Exercise text -
KIA Australia has partnered with EV battery specialist Infinitev to develop battery reuse, repurpose, and recycling solutions.
The aim is to assess EV battery health and determine if batteries can be reused in an EV or either repurposed for other battery energy systems – as used in homes and commercial applications – or recycled to extract the valuable minerals.
Infinitive, which is an automotive sustainable management business started 40 years ago and operating in Australia and New Zealand, said the rapid growth of the EV industry led to soaring demand for battery technology and with it, the potential in eco-friendly battery solutions.
Infinitev and Kia Australia will now develop sustainable and scalable solutions for EV battery management and said the partnership “would lead to new standards of excellence and reshape the future of EV sustainability.”
Infinitev general manager Dickson Leow said the company had a holistic solution that addresses the environmental concerns associated with EV batteries.
“Our innovative reuse approach ensures that the transition to a circular economy is not only sustainable but also reduces waste and preserves valuable resources,” he said.
“Through responsible battery management, we can accelerate the adoption of electric vehicles and build a greener Australia.”
Infinitive has developed a comprehensive suite of battery lifecycle management solutions. When a traction battery experiences diminished functionality within a vehicle, Infinitev first starts a physical and electrochemical safety assessment of the EV battery.
It then uses its proprietary ‘health check’ diagnostic tools to conduct thorough performance evaluations of the battery pack and its individual modules.
It said that this comprehensive assessment yields a precise characterisation, placing the modules into one of three distinct categories:
- A grade modules are reused to build batteries for EV traction
- B grade modules are repurposed for battery energy storage systems
- C grade modules are recycled by Infinitev’s partners to recover valuable materials
Kia Australia CEO Damien Meredith said: “We are currently in the very early stages of developing a solution tailored to Kia customers that will allow their electric vehicle batteries to be refurbished instead of discarded.”
“What happens to an electric vehicle battery at the end of its life is an important consideration when it comes to EV buyers, so this is a very significant program,” Mr Meredith said.
Kia Australia has a growing association with battery use in its production models, starting with the first-generation Niro in 2021. Hybrid and plug-in hybrid (PHEV) variants of the large SUV Sorento followed along with the second-generation Niro, all adapted from platforms initially designed for internal-combustion engine models.
Kia’s journey towards becoming a truly sustainable mobility solutions leader then started with the introduction of its first vehicle built on a dedicated ‘electric global modular’ (E-GMP), the Kia EV6. The EV6 will soon be joined by Kia’s upper-large SUV, the Kia EV9.
The two companies said that the collaboration marked a significant milestone in the quest for sustainable transportation.

Source material -
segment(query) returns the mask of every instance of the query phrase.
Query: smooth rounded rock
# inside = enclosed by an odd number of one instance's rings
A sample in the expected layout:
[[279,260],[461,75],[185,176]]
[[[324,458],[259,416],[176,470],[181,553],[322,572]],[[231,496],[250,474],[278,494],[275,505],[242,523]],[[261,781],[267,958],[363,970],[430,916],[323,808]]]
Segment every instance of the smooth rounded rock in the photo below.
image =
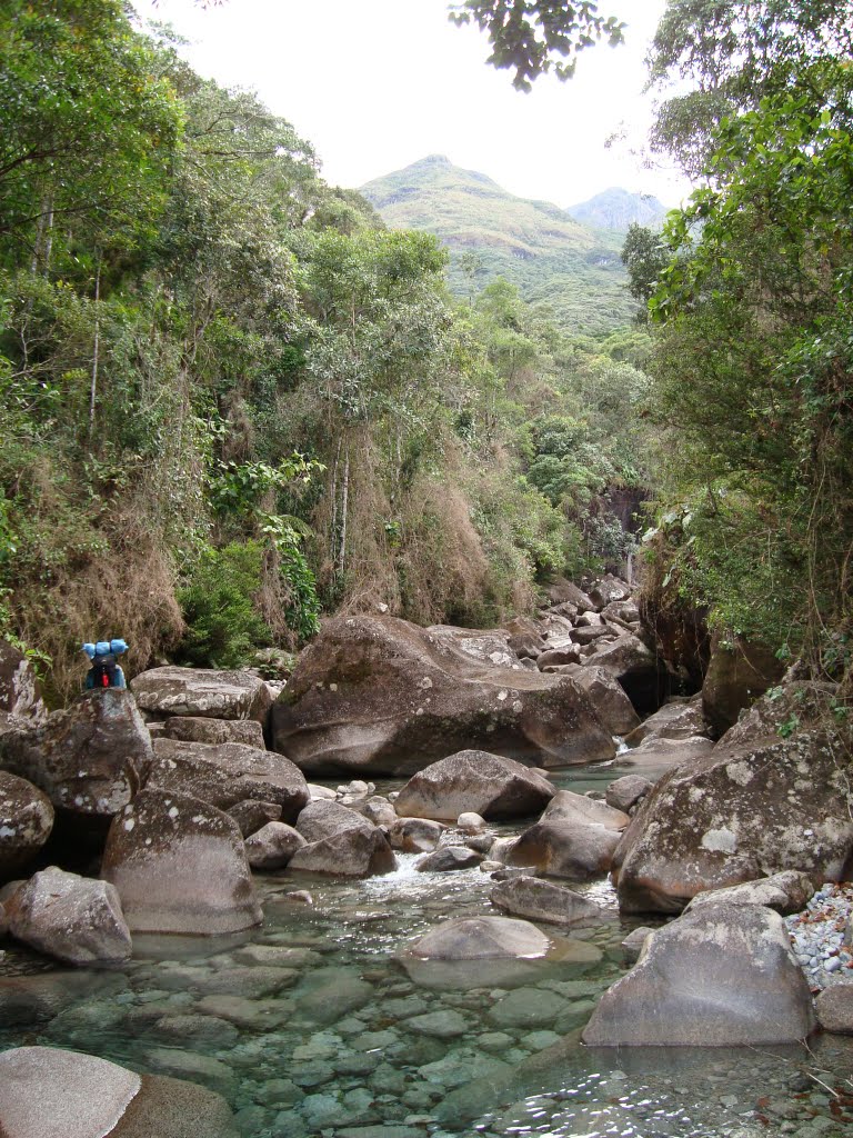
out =
[[9,932],[68,964],[121,964],[133,951],[116,889],[50,866],[6,907]]
[[813,1028],[781,917],[757,905],[714,905],[646,940],[582,1039],[590,1047],[737,1047],[795,1044]]
[[548,924],[577,925],[603,922],[604,912],[581,893],[540,877],[511,877],[498,882],[491,904],[514,916]]
[[0,881],[32,860],[52,828],[48,795],[26,778],[0,770]]
[[239,826],[198,799],[138,794],[113,820],[101,875],[134,932],[237,932],[262,920]]
[[246,839],[246,857],[252,869],[281,869],[305,844],[298,830],[283,822],[267,822]]
[[136,793],[151,753],[133,696],[117,687],[0,735],[0,767],[39,786],[56,808],[105,820]]
[[274,802],[295,822],[308,802],[308,784],[290,759],[245,743],[187,743],[157,739],[146,790],[185,794],[220,810],[246,799]]
[[257,719],[264,723],[272,704],[270,688],[250,671],[151,668],[131,681],[131,691],[144,711],[163,717]]
[[424,767],[395,802],[406,817],[456,822],[462,814],[516,818],[539,814],[554,787],[528,767],[488,751],[459,751]]
[[53,1047],[0,1054],[3,1138],[103,1138],[115,1132],[142,1080],[115,1063]]

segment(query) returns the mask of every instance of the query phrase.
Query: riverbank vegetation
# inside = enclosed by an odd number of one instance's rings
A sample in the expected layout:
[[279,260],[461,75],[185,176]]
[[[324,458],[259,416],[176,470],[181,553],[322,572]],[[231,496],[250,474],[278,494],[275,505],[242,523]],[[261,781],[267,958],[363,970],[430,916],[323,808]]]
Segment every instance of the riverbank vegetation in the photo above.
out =
[[0,632],[58,695],[96,635],[235,665],[621,556],[645,333],[458,305],[434,239],[121,0],[6,5],[0,44]]

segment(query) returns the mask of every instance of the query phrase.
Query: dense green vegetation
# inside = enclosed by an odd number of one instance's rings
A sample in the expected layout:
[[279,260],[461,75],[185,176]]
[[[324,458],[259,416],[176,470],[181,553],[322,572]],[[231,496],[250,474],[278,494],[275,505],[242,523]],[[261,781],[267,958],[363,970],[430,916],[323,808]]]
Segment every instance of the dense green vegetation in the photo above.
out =
[[457,296],[503,277],[528,303],[580,335],[611,332],[636,314],[619,256],[621,236],[581,225],[548,201],[516,198],[441,155],[378,178],[362,192],[391,228],[438,237],[449,250],[448,282]]
[[457,304],[434,238],[121,0],[5,5],[0,83],[0,633],[57,694],[93,636],[233,665],[322,611],[494,621],[618,555],[645,333]]
[[653,76],[694,88],[655,138],[705,185],[626,250],[656,328],[659,584],[835,677],[853,632],[852,14],[670,5]]

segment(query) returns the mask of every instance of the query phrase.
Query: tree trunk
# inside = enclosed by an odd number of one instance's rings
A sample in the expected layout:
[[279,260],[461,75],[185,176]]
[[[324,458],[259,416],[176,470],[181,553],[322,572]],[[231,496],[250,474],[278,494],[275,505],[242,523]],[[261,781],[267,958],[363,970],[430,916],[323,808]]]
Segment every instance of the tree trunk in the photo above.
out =
[[98,363],[101,343],[101,262],[98,257],[98,270],[94,274],[94,351],[92,354],[92,381],[89,388],[89,445],[94,438],[94,405],[98,398]]

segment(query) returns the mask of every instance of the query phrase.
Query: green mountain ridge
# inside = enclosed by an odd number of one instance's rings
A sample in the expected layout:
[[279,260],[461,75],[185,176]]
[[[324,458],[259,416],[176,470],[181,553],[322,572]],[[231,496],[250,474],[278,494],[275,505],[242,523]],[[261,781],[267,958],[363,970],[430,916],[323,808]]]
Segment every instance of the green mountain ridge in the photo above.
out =
[[391,229],[438,237],[458,296],[504,277],[568,330],[594,336],[630,323],[637,311],[620,233],[581,224],[550,201],[515,197],[444,155],[374,179],[359,192]]
[[621,185],[611,185],[586,201],[569,206],[566,213],[582,225],[627,233],[633,223],[659,228],[669,208],[651,193],[631,193]]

What this task involves -
Please extract the part of the Kia battery article from "Infinitive, which is" to "eco-friendly battery solutions.", copying it word for word.

Expected answer -
Infinitive, which is an automotive sustainable management business started 40 years ago and operating in Australia and New Zealand, said the rapid growth of the EV industry led to soaring demand for battery technology and with it, the potential in eco-friendly battery solutions.